• [Directions for this task]: Take the line that contains "sparrow's tail, one" as the first and the last line of the material as the final one; set down exactly the lines in that span.

****************

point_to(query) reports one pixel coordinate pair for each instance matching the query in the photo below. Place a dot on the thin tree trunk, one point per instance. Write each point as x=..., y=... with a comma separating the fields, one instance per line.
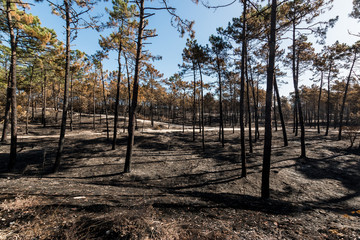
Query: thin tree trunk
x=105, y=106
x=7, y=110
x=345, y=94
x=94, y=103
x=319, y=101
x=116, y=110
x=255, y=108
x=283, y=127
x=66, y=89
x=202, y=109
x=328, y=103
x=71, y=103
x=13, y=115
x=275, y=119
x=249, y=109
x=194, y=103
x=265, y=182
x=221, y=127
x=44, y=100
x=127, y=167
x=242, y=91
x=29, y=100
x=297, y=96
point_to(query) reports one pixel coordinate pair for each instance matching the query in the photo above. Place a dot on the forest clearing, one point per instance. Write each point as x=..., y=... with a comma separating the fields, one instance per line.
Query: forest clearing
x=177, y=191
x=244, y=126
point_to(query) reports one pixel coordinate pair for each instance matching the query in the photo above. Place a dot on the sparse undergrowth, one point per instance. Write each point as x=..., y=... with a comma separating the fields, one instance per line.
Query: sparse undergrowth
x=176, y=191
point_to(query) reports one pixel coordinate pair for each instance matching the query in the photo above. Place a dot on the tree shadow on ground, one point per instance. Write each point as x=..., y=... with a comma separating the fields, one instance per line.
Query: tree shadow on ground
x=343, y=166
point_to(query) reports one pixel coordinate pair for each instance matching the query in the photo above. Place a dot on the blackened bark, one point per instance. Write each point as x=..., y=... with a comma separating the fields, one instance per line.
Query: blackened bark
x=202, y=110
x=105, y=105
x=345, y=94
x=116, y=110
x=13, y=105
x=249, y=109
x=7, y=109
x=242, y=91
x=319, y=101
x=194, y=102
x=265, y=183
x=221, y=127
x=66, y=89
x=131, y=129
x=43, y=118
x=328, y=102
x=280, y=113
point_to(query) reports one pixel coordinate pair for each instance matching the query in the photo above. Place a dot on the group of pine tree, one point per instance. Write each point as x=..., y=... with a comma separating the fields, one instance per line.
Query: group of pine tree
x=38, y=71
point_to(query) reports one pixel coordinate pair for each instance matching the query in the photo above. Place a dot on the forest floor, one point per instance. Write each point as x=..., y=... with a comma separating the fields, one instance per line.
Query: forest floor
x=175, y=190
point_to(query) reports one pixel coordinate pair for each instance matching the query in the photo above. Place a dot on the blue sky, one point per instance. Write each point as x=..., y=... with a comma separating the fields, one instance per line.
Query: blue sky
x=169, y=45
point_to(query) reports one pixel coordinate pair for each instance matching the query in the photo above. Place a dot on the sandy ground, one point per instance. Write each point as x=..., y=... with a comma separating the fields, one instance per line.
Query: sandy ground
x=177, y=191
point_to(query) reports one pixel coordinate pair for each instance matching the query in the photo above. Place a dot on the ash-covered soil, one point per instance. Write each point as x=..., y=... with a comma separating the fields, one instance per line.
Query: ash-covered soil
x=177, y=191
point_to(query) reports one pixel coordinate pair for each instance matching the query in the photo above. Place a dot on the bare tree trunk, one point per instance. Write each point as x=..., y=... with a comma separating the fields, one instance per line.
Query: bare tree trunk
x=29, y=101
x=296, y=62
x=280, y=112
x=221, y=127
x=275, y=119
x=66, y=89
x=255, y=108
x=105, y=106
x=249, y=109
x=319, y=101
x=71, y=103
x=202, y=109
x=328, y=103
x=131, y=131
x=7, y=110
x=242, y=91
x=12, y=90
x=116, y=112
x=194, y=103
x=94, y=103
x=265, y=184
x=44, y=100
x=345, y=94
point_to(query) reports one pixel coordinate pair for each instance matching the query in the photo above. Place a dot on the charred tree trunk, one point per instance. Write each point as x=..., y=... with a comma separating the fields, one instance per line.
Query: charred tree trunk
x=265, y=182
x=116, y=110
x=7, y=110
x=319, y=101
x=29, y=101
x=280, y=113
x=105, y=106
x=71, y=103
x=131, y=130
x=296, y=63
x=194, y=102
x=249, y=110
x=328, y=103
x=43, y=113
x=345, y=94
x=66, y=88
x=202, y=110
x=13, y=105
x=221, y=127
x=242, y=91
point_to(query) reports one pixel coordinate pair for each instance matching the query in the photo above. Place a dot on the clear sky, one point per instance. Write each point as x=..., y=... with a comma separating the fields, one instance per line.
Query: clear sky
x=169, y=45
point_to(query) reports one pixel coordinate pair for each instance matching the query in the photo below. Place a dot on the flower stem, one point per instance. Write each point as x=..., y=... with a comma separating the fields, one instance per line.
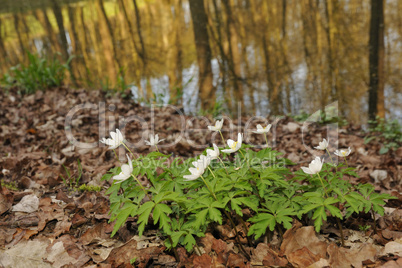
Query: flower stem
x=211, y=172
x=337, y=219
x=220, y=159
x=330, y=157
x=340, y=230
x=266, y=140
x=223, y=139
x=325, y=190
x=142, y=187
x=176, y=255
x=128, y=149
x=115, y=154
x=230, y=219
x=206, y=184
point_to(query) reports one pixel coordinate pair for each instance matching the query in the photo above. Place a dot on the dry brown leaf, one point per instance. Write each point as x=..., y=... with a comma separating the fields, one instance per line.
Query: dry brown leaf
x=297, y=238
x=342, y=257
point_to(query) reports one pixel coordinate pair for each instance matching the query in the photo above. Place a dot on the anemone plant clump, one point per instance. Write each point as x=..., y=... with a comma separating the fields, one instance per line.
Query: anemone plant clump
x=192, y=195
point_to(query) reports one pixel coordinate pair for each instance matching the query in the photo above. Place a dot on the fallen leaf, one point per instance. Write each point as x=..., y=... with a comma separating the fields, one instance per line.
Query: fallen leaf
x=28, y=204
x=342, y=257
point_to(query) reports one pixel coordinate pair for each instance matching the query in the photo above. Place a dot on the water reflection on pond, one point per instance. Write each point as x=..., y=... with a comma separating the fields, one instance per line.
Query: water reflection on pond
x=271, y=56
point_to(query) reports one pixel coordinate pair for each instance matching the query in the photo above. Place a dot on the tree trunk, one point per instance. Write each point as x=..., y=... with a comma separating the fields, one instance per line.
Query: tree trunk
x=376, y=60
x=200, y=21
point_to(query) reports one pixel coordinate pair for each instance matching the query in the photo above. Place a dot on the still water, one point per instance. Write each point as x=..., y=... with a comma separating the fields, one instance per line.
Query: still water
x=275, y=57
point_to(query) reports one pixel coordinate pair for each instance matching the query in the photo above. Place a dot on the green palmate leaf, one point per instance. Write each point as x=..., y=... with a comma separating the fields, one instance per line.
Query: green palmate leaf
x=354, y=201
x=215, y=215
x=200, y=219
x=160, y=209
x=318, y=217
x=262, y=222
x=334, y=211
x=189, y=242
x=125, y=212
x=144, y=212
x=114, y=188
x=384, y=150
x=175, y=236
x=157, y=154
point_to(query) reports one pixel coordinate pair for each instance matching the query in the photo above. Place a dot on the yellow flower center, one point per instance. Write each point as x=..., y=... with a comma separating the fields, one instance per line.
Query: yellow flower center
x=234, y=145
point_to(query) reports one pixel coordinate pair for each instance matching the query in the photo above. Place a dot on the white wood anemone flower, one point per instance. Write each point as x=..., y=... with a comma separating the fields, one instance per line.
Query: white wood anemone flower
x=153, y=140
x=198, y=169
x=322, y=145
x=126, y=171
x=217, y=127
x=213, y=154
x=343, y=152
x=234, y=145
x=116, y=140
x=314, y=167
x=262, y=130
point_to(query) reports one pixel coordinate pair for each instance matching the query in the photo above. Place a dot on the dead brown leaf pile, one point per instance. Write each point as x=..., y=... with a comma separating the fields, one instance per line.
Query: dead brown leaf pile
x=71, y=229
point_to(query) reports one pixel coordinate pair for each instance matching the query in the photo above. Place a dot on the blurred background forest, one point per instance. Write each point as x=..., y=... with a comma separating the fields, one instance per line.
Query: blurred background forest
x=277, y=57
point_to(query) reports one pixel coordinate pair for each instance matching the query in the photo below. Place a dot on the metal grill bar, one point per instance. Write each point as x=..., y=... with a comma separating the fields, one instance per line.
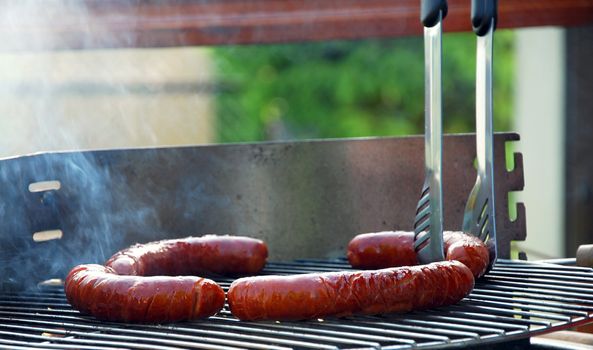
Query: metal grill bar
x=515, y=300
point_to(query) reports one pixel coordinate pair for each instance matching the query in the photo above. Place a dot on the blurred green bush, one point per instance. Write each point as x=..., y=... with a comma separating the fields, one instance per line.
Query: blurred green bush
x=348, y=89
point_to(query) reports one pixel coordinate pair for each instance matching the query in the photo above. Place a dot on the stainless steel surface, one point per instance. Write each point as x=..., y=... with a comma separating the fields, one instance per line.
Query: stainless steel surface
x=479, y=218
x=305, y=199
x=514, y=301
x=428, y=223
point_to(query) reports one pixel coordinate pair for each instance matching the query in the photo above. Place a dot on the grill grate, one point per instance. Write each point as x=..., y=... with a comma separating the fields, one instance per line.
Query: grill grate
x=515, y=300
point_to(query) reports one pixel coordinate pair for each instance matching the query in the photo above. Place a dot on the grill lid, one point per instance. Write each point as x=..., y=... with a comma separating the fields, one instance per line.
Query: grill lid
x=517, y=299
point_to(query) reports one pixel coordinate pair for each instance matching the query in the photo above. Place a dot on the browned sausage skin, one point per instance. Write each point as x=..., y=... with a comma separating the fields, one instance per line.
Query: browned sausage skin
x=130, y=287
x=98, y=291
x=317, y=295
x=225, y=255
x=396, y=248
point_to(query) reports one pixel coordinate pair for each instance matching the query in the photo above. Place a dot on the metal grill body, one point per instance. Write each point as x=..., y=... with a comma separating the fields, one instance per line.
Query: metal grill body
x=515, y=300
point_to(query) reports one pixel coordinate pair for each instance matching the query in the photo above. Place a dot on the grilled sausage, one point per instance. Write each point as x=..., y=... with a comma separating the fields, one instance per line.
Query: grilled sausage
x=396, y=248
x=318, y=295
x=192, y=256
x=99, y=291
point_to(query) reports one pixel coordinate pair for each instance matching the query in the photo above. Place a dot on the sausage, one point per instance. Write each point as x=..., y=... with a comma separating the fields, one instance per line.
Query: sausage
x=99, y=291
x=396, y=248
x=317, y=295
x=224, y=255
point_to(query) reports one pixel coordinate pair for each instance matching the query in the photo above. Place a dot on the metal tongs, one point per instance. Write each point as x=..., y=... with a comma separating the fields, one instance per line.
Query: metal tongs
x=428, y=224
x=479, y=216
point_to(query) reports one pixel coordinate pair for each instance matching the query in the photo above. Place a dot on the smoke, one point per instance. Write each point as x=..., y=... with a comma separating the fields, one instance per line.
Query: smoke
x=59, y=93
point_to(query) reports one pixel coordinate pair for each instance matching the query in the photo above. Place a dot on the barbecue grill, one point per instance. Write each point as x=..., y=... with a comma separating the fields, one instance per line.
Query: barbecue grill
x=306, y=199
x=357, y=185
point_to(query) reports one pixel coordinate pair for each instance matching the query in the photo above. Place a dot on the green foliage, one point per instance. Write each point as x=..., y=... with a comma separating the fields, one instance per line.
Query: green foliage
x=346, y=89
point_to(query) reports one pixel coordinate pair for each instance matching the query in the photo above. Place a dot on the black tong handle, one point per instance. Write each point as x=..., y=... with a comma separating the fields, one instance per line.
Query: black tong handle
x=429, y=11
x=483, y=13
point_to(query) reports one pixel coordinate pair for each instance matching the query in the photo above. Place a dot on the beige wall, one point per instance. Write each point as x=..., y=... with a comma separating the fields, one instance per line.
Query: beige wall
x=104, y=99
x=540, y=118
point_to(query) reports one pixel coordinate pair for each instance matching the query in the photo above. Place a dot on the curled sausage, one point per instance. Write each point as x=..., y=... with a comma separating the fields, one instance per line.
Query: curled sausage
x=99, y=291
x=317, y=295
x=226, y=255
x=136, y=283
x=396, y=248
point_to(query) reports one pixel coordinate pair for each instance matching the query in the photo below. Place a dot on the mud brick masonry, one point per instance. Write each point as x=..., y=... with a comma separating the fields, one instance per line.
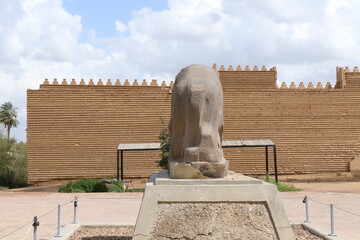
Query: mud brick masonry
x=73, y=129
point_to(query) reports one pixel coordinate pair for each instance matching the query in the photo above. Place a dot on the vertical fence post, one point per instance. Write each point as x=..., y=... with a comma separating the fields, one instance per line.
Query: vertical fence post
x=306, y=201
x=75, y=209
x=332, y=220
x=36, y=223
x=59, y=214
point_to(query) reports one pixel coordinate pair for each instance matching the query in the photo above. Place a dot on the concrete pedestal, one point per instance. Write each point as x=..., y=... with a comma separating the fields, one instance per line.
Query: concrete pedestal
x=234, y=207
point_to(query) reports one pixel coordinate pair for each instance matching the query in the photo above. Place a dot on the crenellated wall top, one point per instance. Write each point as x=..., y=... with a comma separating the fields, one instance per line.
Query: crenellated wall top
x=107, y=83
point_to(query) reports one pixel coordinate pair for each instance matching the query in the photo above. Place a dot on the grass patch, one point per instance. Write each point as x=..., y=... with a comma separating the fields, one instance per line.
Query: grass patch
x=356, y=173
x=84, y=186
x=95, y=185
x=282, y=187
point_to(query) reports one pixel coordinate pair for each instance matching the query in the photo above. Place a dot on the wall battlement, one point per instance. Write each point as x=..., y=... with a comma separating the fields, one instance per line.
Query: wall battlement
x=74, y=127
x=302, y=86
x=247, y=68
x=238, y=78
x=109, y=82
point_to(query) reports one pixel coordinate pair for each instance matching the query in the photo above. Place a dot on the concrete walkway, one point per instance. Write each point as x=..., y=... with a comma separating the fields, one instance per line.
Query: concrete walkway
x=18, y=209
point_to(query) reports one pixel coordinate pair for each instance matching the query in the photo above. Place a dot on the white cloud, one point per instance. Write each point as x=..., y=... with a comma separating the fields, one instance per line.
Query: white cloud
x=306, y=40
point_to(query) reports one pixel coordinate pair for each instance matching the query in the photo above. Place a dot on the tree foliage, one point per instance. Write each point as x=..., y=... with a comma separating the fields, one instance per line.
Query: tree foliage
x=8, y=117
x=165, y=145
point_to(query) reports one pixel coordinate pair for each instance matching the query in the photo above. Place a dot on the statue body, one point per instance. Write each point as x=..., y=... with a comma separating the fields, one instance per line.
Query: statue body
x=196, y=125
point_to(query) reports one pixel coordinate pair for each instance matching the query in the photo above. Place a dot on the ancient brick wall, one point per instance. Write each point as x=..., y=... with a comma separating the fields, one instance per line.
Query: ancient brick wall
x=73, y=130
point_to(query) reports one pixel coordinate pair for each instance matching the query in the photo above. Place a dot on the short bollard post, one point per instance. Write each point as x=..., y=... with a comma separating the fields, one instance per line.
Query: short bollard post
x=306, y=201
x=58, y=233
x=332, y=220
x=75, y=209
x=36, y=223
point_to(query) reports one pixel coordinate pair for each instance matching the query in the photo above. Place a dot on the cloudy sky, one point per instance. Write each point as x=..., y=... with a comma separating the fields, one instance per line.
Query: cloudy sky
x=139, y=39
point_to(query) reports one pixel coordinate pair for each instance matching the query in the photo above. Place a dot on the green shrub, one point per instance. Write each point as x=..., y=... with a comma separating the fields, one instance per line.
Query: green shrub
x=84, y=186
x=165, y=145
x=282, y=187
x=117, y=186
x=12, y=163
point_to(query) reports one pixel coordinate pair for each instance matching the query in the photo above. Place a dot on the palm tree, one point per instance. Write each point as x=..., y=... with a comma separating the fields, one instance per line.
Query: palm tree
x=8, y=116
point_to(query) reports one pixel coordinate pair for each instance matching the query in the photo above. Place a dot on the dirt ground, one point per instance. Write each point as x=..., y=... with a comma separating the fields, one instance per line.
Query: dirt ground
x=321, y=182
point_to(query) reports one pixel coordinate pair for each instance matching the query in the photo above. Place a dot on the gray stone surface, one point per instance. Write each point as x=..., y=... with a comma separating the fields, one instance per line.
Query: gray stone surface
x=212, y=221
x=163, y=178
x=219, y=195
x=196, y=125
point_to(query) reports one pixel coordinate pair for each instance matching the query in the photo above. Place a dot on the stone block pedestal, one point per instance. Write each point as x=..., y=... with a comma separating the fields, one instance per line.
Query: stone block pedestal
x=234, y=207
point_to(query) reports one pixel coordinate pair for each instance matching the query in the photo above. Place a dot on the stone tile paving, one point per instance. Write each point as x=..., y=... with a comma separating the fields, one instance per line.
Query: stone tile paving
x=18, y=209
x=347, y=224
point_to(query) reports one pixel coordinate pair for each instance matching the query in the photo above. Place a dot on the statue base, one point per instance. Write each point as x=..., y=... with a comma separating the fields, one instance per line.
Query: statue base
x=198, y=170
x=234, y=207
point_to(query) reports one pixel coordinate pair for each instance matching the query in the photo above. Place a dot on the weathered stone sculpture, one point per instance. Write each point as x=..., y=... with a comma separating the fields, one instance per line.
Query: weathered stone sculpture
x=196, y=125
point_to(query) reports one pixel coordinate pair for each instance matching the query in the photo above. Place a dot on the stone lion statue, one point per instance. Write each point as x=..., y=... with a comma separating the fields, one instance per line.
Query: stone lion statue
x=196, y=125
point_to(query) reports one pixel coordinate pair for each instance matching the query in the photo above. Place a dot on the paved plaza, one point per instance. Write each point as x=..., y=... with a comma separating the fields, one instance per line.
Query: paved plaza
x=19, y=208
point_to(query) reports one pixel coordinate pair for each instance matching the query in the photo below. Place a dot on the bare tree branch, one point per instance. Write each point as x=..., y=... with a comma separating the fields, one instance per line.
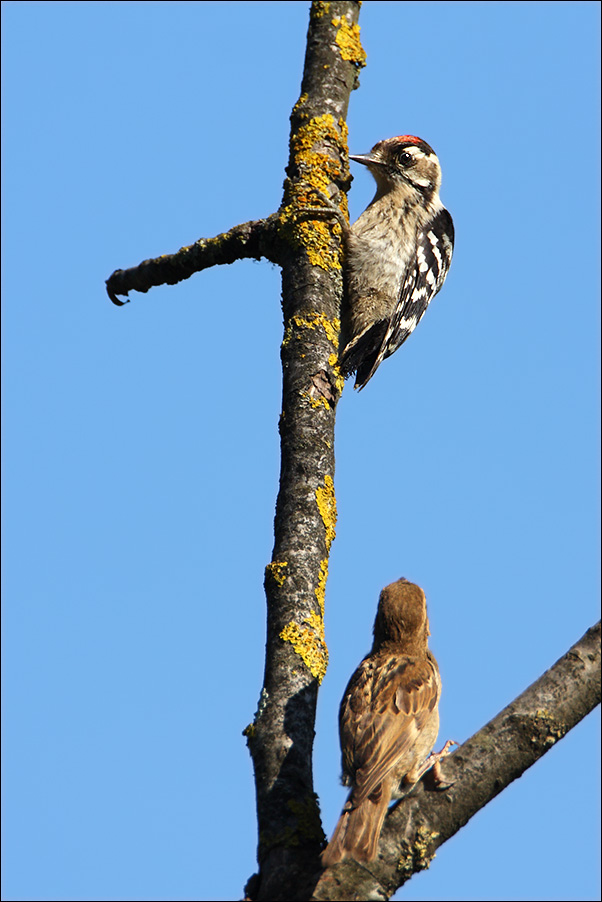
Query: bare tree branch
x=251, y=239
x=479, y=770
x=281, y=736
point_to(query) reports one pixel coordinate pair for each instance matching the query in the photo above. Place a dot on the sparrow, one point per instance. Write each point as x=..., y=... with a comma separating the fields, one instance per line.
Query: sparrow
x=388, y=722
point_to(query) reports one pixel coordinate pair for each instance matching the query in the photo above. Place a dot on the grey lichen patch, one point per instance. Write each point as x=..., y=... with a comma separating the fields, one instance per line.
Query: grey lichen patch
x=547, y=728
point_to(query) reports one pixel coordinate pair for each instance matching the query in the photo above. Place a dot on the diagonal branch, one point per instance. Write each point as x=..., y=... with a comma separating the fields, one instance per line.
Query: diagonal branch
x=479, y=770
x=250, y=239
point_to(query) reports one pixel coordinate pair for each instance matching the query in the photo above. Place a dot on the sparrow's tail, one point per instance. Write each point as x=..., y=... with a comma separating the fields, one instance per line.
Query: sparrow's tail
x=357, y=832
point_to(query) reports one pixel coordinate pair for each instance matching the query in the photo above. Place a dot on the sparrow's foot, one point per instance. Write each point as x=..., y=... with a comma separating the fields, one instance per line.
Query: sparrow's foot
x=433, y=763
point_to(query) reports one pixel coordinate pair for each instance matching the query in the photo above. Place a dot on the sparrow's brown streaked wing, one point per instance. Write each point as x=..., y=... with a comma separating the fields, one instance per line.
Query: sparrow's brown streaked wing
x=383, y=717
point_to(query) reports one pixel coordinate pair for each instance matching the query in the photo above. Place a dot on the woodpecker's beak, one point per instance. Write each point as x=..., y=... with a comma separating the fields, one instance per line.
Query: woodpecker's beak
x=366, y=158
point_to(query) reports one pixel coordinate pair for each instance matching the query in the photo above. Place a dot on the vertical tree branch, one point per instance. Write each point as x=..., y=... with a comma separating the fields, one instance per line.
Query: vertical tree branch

****************

• [The output]:
point_to(query) reports one pixel coordinate pair for each instance matching the query in the photo above. Place a dot on the sparrow's tail, one point per instance. Write each point as x=..., y=... with a comma separating the fields, one instance per line.
Query: sparrow's tail
x=357, y=832
point_to(query) reports one pixel coordinate pair for each instance matching the query in the photo above. Place a dot on the sparrow's foot, one point per instance. Write each point as x=..., y=... with a comma separating the fields, one instance per line.
Query: sparrow's foot
x=433, y=763
point_to(query) reports one pixel coordinate pair for each instance matching the query in the photo above. Place a dot on the sparrow's brown streaked wing, one point per instance. Write each point as x=..., y=... with a comma separating the fields, one instance per line.
Query: sparrow's brown streaked wing
x=383, y=717
point_to(query) reports one pixel coordinate pair for each instance matching the query in the photo above. Place a dot on the woodpecker's beak, one point per instance. Write each point as x=..., y=... with a comma separating the fields, one instance per line.
Query: woodpecker's beak
x=366, y=158
point_to(query) reports one pixel coordinate pair for each instance matching the query in the photo above. Place a dot on the vertical tree branch, one point per instance. Write each point as x=..., y=... with a comma separating the fields, one instance per line.
Query: vertical tree branch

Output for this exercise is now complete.